**Provided passage:**
After a long morning reclaiming a newly-damaged suitcase that arrived at Bangkok Airport five days after I did, I splurge on a cab home. My driver, Chakan, has what I can only assume is a heroic hangover. He keeps asking me the destination in a whispered moan every half mile.
“Sukhumvit, Soi 12.”
Driving in Bangkok, it’s like surfing a glacier. The panoramic lines move almost imperceptibly. This is good news for Chakan as he can open his door every now and then to wretch chaotically onto the blistering tarmac. It’s a real greatest hits, a tour de force of expulsion - dry heaves, angry bile, full-throated vomit. I double mask, discreetly. If it’s not a hangover, I don’t want his norovirus, having exuberantly redecorated the bathroom of a very exclusive restaurant the last time I was in town. I’d get out, but we’re on a highway and I’m neither linguistically skilled nor geographically confident enough to know how to negotiate that situation.
“Sukhumvit, Soi 12.”
Bangkok built toll roads from the new airport to try and alleviate the vehicular pressure. It worked for a few years, but slowly people just bit the bullet and everyone started using them. These arterial roads are now awash with automobile cholesterol (carlesterol?).

**Data section:**
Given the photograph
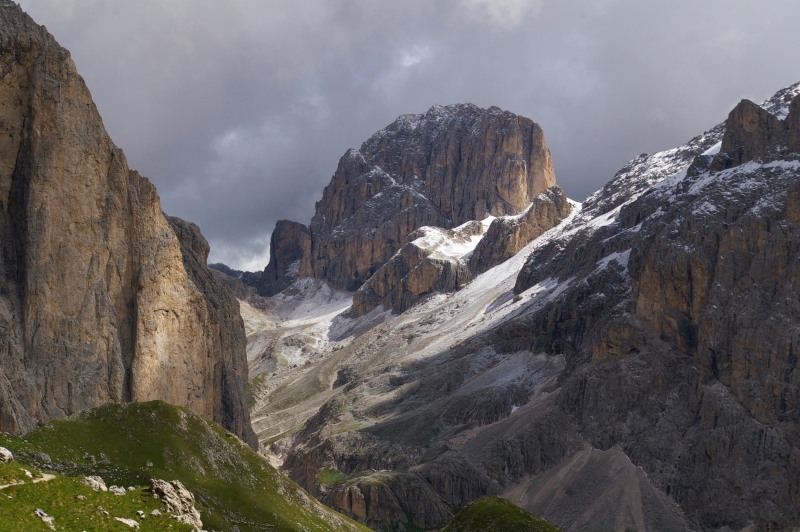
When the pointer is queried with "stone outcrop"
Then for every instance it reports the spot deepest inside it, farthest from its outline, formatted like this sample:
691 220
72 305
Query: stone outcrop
94 482
432 261
178 500
6 456
639 371
289 257
442 260
442 168
385 500
754 133
100 300
507 235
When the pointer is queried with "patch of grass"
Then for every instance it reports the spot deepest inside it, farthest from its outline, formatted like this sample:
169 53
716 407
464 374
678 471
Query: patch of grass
233 485
498 515
331 476
59 498
14 472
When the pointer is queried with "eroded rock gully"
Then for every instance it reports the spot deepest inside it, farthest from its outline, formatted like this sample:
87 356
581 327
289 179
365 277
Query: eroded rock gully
102 298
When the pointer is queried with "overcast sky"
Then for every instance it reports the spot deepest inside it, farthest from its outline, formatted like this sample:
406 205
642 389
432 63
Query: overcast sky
239 110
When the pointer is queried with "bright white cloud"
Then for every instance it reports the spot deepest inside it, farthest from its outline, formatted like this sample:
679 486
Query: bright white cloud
506 14
415 55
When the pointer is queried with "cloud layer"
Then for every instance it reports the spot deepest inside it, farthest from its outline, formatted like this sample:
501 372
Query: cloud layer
238 111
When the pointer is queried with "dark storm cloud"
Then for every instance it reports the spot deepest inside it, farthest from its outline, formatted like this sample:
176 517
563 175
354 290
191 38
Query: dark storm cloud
239 110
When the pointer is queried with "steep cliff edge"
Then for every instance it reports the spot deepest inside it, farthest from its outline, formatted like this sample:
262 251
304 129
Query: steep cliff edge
442 168
100 301
634 365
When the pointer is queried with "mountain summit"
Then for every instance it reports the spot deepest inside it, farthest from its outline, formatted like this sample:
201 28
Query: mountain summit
103 298
442 168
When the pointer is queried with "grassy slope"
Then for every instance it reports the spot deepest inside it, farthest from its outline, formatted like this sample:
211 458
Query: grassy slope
58 498
233 485
497 515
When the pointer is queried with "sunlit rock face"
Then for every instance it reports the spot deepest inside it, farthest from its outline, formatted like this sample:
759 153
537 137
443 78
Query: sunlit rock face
633 366
102 297
442 168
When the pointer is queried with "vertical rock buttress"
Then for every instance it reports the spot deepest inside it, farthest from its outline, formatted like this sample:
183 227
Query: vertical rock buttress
99 299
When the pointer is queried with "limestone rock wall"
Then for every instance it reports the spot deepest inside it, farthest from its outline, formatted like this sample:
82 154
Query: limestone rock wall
96 302
417 270
290 257
508 235
442 168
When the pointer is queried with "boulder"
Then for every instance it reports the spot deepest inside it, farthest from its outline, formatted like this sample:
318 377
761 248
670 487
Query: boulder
94 482
5 456
178 500
434 260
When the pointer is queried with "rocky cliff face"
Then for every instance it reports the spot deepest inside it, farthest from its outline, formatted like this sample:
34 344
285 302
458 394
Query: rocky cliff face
102 298
442 260
442 168
290 257
509 234
633 365
432 261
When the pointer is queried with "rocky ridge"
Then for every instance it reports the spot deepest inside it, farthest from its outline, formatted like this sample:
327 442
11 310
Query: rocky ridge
448 166
102 297
649 334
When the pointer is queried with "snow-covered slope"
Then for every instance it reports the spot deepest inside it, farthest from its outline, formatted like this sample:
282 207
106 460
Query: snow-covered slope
650 330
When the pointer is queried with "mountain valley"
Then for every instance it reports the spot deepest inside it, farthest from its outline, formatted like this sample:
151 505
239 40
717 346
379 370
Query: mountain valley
451 343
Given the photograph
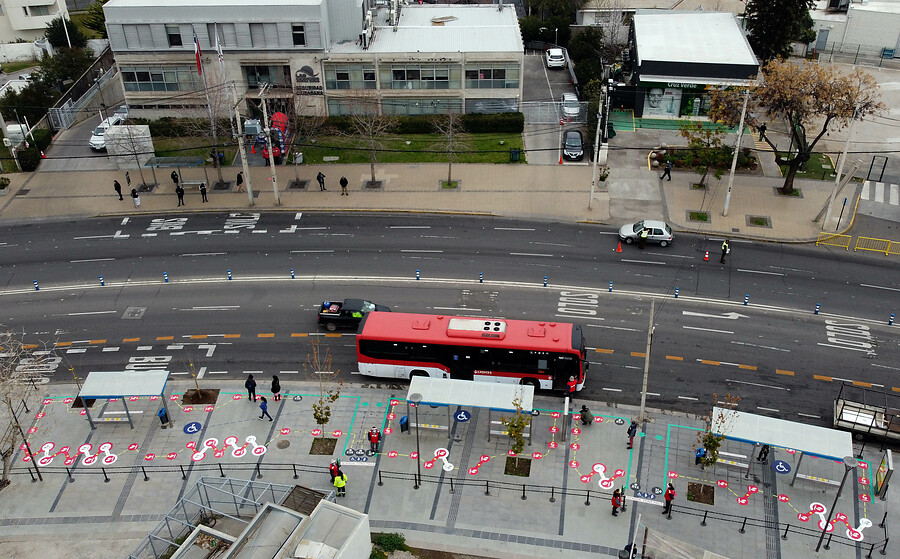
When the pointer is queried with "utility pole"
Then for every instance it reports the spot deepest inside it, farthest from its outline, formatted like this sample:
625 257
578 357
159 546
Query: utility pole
241 147
262 96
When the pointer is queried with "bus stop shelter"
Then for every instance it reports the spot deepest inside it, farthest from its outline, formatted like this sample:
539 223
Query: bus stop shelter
811 440
438 392
100 385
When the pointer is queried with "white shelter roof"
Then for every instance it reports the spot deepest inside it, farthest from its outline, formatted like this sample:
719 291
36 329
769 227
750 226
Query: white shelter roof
691 37
812 440
115 384
471 393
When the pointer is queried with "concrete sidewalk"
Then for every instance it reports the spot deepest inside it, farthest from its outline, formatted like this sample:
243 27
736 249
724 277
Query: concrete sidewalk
466 503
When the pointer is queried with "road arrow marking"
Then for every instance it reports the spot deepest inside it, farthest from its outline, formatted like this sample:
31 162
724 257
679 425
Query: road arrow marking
729 316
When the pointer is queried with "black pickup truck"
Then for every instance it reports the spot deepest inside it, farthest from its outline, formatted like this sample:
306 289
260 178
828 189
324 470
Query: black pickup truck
347 313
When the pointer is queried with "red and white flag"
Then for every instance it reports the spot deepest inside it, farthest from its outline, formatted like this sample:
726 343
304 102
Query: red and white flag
197 54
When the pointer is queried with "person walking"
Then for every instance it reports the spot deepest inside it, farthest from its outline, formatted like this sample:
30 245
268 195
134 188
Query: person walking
668 170
340 483
276 388
264 407
586 416
632 431
669 496
250 385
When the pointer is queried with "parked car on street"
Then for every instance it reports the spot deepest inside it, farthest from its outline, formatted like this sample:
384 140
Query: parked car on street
573 145
660 232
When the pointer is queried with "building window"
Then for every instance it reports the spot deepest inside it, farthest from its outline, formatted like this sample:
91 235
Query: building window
298 31
160 78
492 76
279 76
173 32
350 76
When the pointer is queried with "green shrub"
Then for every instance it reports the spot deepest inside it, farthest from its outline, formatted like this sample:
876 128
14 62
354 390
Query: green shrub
390 542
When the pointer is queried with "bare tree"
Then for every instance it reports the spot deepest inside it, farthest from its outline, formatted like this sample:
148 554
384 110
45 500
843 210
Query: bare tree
368 127
450 127
18 364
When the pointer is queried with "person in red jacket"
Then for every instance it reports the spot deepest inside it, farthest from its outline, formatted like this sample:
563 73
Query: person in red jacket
669 496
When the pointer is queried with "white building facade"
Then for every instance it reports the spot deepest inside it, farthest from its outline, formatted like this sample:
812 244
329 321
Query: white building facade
318 56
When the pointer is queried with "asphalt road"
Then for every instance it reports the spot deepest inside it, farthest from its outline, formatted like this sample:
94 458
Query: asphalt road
775 353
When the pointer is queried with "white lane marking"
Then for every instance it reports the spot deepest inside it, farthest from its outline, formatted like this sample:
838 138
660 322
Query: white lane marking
708 330
760 272
92 312
772 386
760 346
878 287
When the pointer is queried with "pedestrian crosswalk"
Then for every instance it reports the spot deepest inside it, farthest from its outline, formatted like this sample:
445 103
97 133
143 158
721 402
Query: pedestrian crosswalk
881 192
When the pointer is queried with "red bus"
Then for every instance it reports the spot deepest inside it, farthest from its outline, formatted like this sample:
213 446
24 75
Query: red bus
401 345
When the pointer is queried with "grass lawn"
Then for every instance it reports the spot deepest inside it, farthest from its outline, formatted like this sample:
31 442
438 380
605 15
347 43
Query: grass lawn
819 167
418 148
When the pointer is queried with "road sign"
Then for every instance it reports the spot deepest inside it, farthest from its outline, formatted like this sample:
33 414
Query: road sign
193 428
781 467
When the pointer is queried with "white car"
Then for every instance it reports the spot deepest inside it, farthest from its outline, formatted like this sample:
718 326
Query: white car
569 105
555 58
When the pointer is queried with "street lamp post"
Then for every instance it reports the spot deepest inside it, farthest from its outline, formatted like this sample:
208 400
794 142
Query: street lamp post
849 463
416 399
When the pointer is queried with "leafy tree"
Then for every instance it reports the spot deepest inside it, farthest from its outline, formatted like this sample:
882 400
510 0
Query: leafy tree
774 24
811 99
67 64
705 150
95 19
56 35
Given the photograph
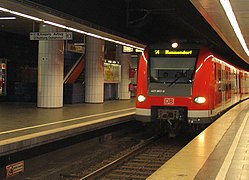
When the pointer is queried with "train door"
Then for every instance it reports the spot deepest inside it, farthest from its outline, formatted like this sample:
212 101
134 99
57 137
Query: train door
227 80
3 77
223 84
218 85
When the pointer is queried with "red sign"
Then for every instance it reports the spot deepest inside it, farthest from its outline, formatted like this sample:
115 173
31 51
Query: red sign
14 169
132 73
169 101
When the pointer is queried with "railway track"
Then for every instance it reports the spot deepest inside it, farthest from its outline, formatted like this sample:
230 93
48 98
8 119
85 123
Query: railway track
140 162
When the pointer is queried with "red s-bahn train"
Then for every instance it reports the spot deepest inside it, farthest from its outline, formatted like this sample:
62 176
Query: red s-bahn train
188 84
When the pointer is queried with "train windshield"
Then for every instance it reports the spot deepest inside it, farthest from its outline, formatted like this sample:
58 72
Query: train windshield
172 69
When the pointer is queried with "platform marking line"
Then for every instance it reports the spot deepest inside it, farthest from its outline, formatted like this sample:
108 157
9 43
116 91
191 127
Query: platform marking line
228 160
59 129
63 121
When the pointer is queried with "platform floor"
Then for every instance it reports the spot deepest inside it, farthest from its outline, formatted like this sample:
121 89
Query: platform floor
23 125
220 152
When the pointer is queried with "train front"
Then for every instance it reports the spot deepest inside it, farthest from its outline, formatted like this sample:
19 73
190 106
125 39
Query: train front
165 84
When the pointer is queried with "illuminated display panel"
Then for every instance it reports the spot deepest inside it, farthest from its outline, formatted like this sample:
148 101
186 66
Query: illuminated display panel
169 52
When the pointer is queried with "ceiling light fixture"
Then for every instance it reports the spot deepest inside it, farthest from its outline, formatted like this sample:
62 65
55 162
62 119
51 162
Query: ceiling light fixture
231 16
7 18
69 28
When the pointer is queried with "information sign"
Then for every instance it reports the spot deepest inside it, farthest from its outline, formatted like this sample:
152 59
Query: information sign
51 36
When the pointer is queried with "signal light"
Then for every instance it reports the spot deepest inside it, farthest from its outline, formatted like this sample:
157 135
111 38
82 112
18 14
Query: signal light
141 98
200 100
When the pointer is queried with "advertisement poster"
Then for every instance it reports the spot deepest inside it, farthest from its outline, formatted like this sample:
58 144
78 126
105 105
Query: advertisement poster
112 73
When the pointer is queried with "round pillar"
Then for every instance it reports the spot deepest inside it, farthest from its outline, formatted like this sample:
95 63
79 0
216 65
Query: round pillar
50 71
94 70
124 60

**To do:**
1. Answer these from the Bangkok cab ride passage:
(a) How many days after the narrator did the suitcase reach Bangkok Airport?
(b) What is the cab driver's name?
(c) What did Bangkok build from the new airport to ease traffic?
2. Go on with the Bangkok cab ride passage, picking up right after its last sentence.

**Results in order:**
1.
(a) Five days.
(b) Chakan.
(c) Toll roads.

2.
The toll roads are brimming with lurching steel, drivers just using hard shoulders and the median strips as extra lanes. Their utility is gone, but you still have to pay to use them. It's a neat trick. The roads are now taking their toll on the drivers. Especially Chakan, who has taken to manically turning the radio on and off for a sliver of a song every twenty seconds. In his license photo, he looks like Colin Firth. In the glare of the front seat, swaddled in booze sweat and perma-fumes, he looks like Colin Firth wearing prosthetic makeup to play the main role in a biopic of Keith Richards.
Two hours later, I clamber out of his cab several blocks from my place, just to give him space to suffer. In any case, I can walk faster than he can drive, even with my junked suitcase. Back home, I look up Chakan's name. It means ‘healthy body’.